Matthieu Martin, Winter Palace, Galerie ALB

Matthieu Martin, Winter Palace, Galerie ALB

En direct de l’exposition Winter Palace, exposition personnelle de l’artiste plasticien Matthieu Martin.

Exposition : Winter Palace, du 5 septembre au 17 octobre 2015, galerie ALB Anouk Le Bourdiec, 47 Rue Chapon, Paris

Artiste : Matthieu Martin, né en 1986 à Bayeux, vit et travaille à Berlin. Diplômé de l’ESAM de Caen, et du Sheridan College of Art de Toronto.

Propos de Matthieu Martin recueillis le 12 septembre 2015 :

« Winter Palace est un projet qui a plusieurs années. J’ai visité tous les grands musées, d’abord en Europe puis dans le monde. En les parcourant, je me suis rendu compte de la présence que pouvaient avoir les dispositifs de protection des œuvres et surtout de la manière dont ils réduisaient considérablement mon expérience, et celle des visiteurs, avec les œuvres. Étant très curieux, j’aime voir parfois de très près les œuvres, le matériau, la touche, la texture et même parfois la manière dont les œuvres sont accrochées.

Matthieu Martin, Principe de précaution - Winter Palace, Feutres sur papier, 223 x 186 cm, 2015 ©galerie ALB
Principe de précaution – Winter Palace, Feutres sur papier, 223 x 186 cm, 2015 ©galerie ALB

J’ai commencé à répertorier les formes de ce que j’ai appelé plus tard les principes de précaution et en documenter par la photographie l’existence. Au fur et à mesure, dans une pratique quotidienne, je les ai redessinés et juxtaposés comme ici dans l’exposition. C’est de cette juxtaposition qu’est née l’idée des grands formats car en mettant les feuilles côte-à-côte, les espaces entre chaque dessin structurent l’ensemble. Au lieu d’utiliser pour un très grand format une unique grande feuille, j’ai préféré utiliser plusieurs feuilles de format A2 juxtaposées. Ainsi l’idée d’espace est mieux rendue et il s’ajoute l’idée de la fragilité, de la finesse représentée par ces petites cordelettes du système de précaution très légèrement distendues qui courent de feuille en feuille. Cela donne un rythme au dessin que l’on retrouve dans le tracé lui-même.

J’aime que chaque élément du dessin soit pris en compte, et dans ces travaux le support l’est autant que le dessin.

Avec le principe de précaution, on est dans un entre-deux, on nous prive de quelque chose, une sécurité abusive, on est dans la retenue et dans l’étape suivante. L’accident n’est pas arrivé, et il n’arrivera peut-être jamais. On est dans l’idée de la précaution qui est vraiment dans l’air du temps. On est dans l’anticipation. Plus qu’une critique au premier degré, je préfère y voir quelque chose de très silencieux et c’est pour cela que je l’associe à l’absence. Je ne préfère rien dire que de tout dire. C’est une dialectique que j’ai utilisé dans le livre Cover Up(1) qui parle du graffiti effacé, de son absence qui au final le révèle. Il y a cette idée que l’absence de l’œuvre la rend présente, la révèle.

--- Consigne 1 ---
Recopiez le texte sur l'exposition Winter Palace de « Artiste : Matthieu » jusqu'à « œuvres sont accrochées. » inclus, en remplaçant « Berlin » par « Lisbonne ».
Ces enregistrements n'ont aucun lien avec le texte.

--- Enregistrements extraits ---
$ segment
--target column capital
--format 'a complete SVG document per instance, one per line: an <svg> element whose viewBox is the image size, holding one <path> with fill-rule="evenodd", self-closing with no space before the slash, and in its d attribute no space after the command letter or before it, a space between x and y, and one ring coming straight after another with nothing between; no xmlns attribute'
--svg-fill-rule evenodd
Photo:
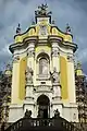
<svg viewBox="0 0 87 131"><path fill-rule="evenodd" d="M74 62L74 56L67 56L67 61L69 62Z"/></svg>

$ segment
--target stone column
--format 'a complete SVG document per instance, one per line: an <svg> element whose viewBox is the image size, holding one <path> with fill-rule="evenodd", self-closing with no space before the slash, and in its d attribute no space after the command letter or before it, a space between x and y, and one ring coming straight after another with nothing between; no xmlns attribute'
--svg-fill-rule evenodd
<svg viewBox="0 0 87 131"><path fill-rule="evenodd" d="M60 72L60 52L58 48L58 41L52 41L52 67L57 68L57 71Z"/></svg>
<svg viewBox="0 0 87 131"><path fill-rule="evenodd" d="M75 95L75 74L74 74L74 56L67 56L67 82L69 82L69 97L70 103L76 103Z"/></svg>
<svg viewBox="0 0 87 131"><path fill-rule="evenodd" d="M53 73L52 76L54 81L52 82L53 86L53 98L61 99L61 85L60 85L60 51L58 48L59 41L52 41L52 68Z"/></svg>
<svg viewBox="0 0 87 131"><path fill-rule="evenodd" d="M35 59L35 41L28 44L27 50L27 69L26 69L26 96L24 102L24 111L32 110L34 117L35 103L34 103L34 59Z"/></svg>

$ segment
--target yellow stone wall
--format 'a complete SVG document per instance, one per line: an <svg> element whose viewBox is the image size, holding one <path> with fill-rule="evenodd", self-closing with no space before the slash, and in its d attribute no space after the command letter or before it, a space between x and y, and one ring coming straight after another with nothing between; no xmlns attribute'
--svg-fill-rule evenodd
<svg viewBox="0 0 87 131"><path fill-rule="evenodd" d="M48 35L57 35L59 37L62 37L63 41L69 41L72 43L72 36L67 35L63 32L61 32L59 28L53 27L51 24L45 23L38 23L35 26L30 26L24 34L20 34L15 36L15 44L17 43L23 43L26 37L29 36L38 36L39 35L39 24L46 24L47 25L47 32ZM44 37L39 37L44 38ZM63 43L62 43L63 44ZM48 43L47 45L39 45L35 47L35 53L36 56L41 52L41 50L45 50L46 53L51 55L51 46ZM36 66L36 59L34 61L34 58L27 58L24 57L23 55L20 58L20 61L16 63L13 63L13 79L12 79L12 103L23 103L23 99L25 97L25 70L26 70L26 64L28 61L33 60L33 70L34 70L34 84L38 85L39 82L36 81L36 75L38 72L38 68ZM62 100L67 100L69 99L69 84L67 84L67 61L65 56L60 57L60 63L58 63L57 58L51 59L50 57L50 70L53 68L53 62L54 64L60 64L60 72L61 72L61 86L62 86ZM59 66L58 66L59 67ZM71 67L70 67L71 68ZM72 79L71 79L72 81ZM47 82L50 85L50 82Z"/></svg>
<svg viewBox="0 0 87 131"><path fill-rule="evenodd" d="M61 90L62 90L62 100L69 98L67 92L67 63L65 57L60 57L60 72L61 72Z"/></svg>
<svg viewBox="0 0 87 131"><path fill-rule="evenodd" d="M23 100L25 98L25 71L26 71L27 58L22 58L20 61L20 87L18 87L18 98Z"/></svg>
<svg viewBox="0 0 87 131"><path fill-rule="evenodd" d="M25 70L27 58L20 58L13 63L12 104L22 104L25 97Z"/></svg>
<svg viewBox="0 0 87 131"><path fill-rule="evenodd" d="M28 37L28 36L38 36L39 35L39 29L42 23L36 24L35 26L30 26L24 34L20 34L15 36L15 43L22 43L24 40L24 38ZM47 32L48 35L57 35L59 37L62 37L64 41L70 41L72 43L72 36L70 34L65 34L63 32L61 32L59 28L52 27L52 25L50 24L45 24L47 26ZM40 36L39 36L40 37Z"/></svg>

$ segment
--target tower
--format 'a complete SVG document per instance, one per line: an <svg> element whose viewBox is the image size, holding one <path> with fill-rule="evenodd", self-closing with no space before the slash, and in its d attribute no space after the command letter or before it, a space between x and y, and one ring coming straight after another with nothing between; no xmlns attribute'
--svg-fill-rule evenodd
<svg viewBox="0 0 87 131"><path fill-rule="evenodd" d="M54 110L67 121L78 121L75 95L74 52L72 34L61 32L51 22L48 5L35 11L35 23L14 37L12 96L9 122L24 116L52 118ZM67 28L69 29L69 28Z"/></svg>

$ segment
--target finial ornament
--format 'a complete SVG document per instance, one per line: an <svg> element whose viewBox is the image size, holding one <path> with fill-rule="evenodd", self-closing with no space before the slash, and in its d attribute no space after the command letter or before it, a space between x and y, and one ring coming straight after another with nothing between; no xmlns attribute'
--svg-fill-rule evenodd
<svg viewBox="0 0 87 131"><path fill-rule="evenodd" d="M37 16L48 16L49 14L51 14L51 12L48 12L47 9L48 9L47 3L46 4L42 3L41 5L38 7L38 10L35 11L35 15L37 15Z"/></svg>
<svg viewBox="0 0 87 131"><path fill-rule="evenodd" d="M66 32L67 34L71 34L71 27L70 27L69 23L66 24L65 32Z"/></svg>
<svg viewBox="0 0 87 131"><path fill-rule="evenodd" d="M82 63L79 61L77 62L77 69L82 69Z"/></svg>
<svg viewBox="0 0 87 131"><path fill-rule="evenodd" d="M20 27L21 25L20 25L20 23L18 23L18 26L17 26L17 28L16 28L16 34L20 34L21 33L21 27Z"/></svg>
<svg viewBox="0 0 87 131"><path fill-rule="evenodd" d="M52 24L54 24L55 22L54 22L54 20L52 21Z"/></svg>

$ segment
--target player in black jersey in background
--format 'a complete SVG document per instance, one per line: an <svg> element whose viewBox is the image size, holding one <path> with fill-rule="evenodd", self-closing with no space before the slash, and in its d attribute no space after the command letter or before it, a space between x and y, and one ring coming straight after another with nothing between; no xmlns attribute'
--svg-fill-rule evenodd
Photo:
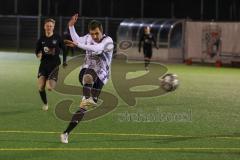
<svg viewBox="0 0 240 160"><path fill-rule="evenodd" d="M148 66L150 64L150 60L152 58L152 47L154 46L158 49L156 40L154 36L150 33L150 27L144 28L144 34L140 37L138 51L141 52L143 42L143 54L144 54L144 61L145 61L145 69L148 70Z"/></svg>
<svg viewBox="0 0 240 160"><path fill-rule="evenodd" d="M42 109L48 110L45 87L51 91L58 78L58 66L61 64L59 54L63 53L63 66L66 66L66 49L63 39L54 33L55 20L46 19L44 22L44 35L37 41L36 56L41 63L38 70L38 89L43 101Z"/></svg>

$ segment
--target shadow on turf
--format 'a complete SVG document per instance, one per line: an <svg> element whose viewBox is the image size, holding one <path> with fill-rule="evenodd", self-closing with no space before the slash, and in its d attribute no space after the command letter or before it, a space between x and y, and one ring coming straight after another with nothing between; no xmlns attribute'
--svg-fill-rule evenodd
<svg viewBox="0 0 240 160"><path fill-rule="evenodd" d="M18 110L18 111L1 111L0 116L12 116L16 114L23 114L36 111L35 109L25 109L25 110Z"/></svg>

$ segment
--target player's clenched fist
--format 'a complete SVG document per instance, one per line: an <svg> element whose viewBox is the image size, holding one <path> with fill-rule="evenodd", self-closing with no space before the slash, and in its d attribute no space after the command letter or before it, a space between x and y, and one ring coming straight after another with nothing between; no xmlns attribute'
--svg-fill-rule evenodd
<svg viewBox="0 0 240 160"><path fill-rule="evenodd" d="M78 19L78 14L74 14L69 20L68 26L69 27L74 26L74 24L77 22L77 19Z"/></svg>

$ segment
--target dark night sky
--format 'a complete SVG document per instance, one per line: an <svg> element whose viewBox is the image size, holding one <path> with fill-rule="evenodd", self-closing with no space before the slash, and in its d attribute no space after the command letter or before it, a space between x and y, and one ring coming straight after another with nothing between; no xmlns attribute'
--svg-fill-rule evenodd
<svg viewBox="0 0 240 160"><path fill-rule="evenodd" d="M203 0L203 20L216 18L216 0ZM79 0L42 0L42 15L71 16L79 11ZM201 19L201 0L144 0L146 18ZM219 21L239 21L239 0L218 0ZM173 8L173 10L171 10ZM14 15L14 0L0 1L0 14ZM17 14L37 15L38 0L18 0ZM141 17L141 0L82 0L82 16Z"/></svg>

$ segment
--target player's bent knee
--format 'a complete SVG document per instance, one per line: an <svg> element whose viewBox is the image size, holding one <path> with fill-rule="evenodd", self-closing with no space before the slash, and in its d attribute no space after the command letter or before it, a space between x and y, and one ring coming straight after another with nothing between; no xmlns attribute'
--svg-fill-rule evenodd
<svg viewBox="0 0 240 160"><path fill-rule="evenodd" d="M44 91L45 90L45 85L38 85L38 90L39 91Z"/></svg>
<svg viewBox="0 0 240 160"><path fill-rule="evenodd" d="M91 74L85 74L83 76L83 84L93 84L93 77Z"/></svg>

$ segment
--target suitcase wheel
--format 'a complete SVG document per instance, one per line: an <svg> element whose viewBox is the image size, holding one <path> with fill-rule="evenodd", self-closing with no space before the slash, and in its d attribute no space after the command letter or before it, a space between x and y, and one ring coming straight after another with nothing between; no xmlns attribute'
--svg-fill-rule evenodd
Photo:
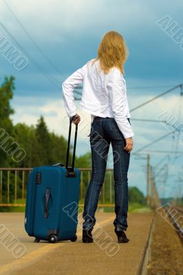
<svg viewBox="0 0 183 275"><path fill-rule="evenodd" d="M71 239L71 241L76 241L77 240L77 235L75 234L75 236Z"/></svg>
<svg viewBox="0 0 183 275"><path fill-rule="evenodd" d="M40 239L36 238L34 241L34 243L39 243L40 242Z"/></svg>
<svg viewBox="0 0 183 275"><path fill-rule="evenodd" d="M54 243L58 241L58 236L54 234L50 235L48 241L51 243Z"/></svg>

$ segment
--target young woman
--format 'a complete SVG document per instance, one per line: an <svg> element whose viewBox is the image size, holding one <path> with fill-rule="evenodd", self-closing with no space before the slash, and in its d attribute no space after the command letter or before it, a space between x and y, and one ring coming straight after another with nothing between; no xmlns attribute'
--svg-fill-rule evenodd
<svg viewBox="0 0 183 275"><path fill-rule="evenodd" d="M83 82L80 109L92 116L89 141L92 173L84 206L83 242L92 243L92 231L96 223L100 191L103 184L107 154L111 143L115 182L115 232L119 243L129 240L125 231L128 227L128 178L130 152L134 135L131 123L124 79L124 63L127 50L120 34L107 32L99 44L98 56L88 61L63 83L63 95L67 116L76 124L74 89Z"/></svg>

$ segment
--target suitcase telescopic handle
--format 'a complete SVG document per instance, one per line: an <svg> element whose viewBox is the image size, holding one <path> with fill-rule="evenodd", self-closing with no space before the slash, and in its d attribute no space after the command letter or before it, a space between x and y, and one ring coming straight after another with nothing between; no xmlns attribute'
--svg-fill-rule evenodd
<svg viewBox="0 0 183 275"><path fill-rule="evenodd" d="M48 201L50 197L50 188L46 188L46 192L45 195L45 219L48 219Z"/></svg>
<svg viewBox="0 0 183 275"><path fill-rule="evenodd" d="M72 122L72 118L69 118L69 136L68 136L67 150L67 156L66 156L66 165L65 165L65 168L66 168L67 171L67 177L75 177L75 173L74 173L74 162L75 162L75 155L76 155L76 148L77 133L78 133L78 124L76 124L72 167L68 167L69 149L70 149Z"/></svg>

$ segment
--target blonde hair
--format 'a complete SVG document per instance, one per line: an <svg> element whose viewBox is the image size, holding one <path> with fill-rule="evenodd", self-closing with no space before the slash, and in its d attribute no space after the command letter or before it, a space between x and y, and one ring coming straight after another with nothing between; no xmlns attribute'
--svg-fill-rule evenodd
<svg viewBox="0 0 183 275"><path fill-rule="evenodd" d="M100 60L100 70L108 74L110 69L116 67L122 74L125 73L124 63L128 56L127 47L122 35L117 32L107 32L98 48L98 56L92 63Z"/></svg>

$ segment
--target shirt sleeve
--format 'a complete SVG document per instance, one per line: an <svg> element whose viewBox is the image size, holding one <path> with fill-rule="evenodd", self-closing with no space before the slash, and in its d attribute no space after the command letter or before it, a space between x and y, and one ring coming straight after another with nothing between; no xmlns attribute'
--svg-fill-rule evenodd
<svg viewBox="0 0 183 275"><path fill-rule="evenodd" d="M126 85L119 70L115 70L107 82L108 91L111 102L114 119L123 134L124 138L134 135L131 126L125 116L125 98L127 97Z"/></svg>
<svg viewBox="0 0 183 275"><path fill-rule="evenodd" d="M63 98L67 115L72 117L76 114L73 91L76 87L83 82L87 64L77 69L62 83Z"/></svg>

--- Consigne 2 ---
Mettez sous forme de tableau Markdown les enregistrements, du début jusqu'à la ligne contenant « 62L74 56L67 56L67 » incluse, avec une colonne « Numéro » et une colonne « Ligne ». Sautez les lignes vides et laissez les images de côté.

--- Réponse 1 ---
Artiste : Matthieu Martin, né en 1986 à Bayeux, vit et travaille à Lisbonne. Diplômé de l’ESAM de Caen, et du Sheridan College of Art de Toronto.

Propos de Matthieu Martin recueillis le 12 septembre 2015 :

« Winter Palace est un projet qui a plusieurs années. J’ai visité tous les grands musées, d’abord en Europe puis dans le monde. En les parcourant, je me suis rendu compte de la présence que pouvaient avoir les dispositifs de protection des œuvres et surtout de la manière dont ils réduisaient considérablement mon expérience, et celle des visiteurs, avec les œuvres. Étant très curieux, j’aime voir parfois de très près les œuvres, le matériau, la touche, la texture et même parfois la manière dont les œuvres sont accrochées.

--- Réponse 2 ---
| Numéro | Ligne |
|---|---|
| 1 | $ segment |
| 2 | --target column capital |
| 3 | --format 'a complete SVG document per instance, one per line: an <svg> element whose viewBox is the image size, holding one <path> with fill-rule="evenodd", self-closing with no space before the slash, and in its d attribute no space after the command letter or before it, a space between x and y, and one ring coming straight after another with nothing between; no xmlns attribute' |
| 4 | --svg-fill-rule evenodd |
| 5 | Photo: |
| 6 | <svg viewBox="0 0 87 131"><path fill-rule="evenodd" d="M74 62L74 56L67 56L67 61L69 62Z"/></svg> |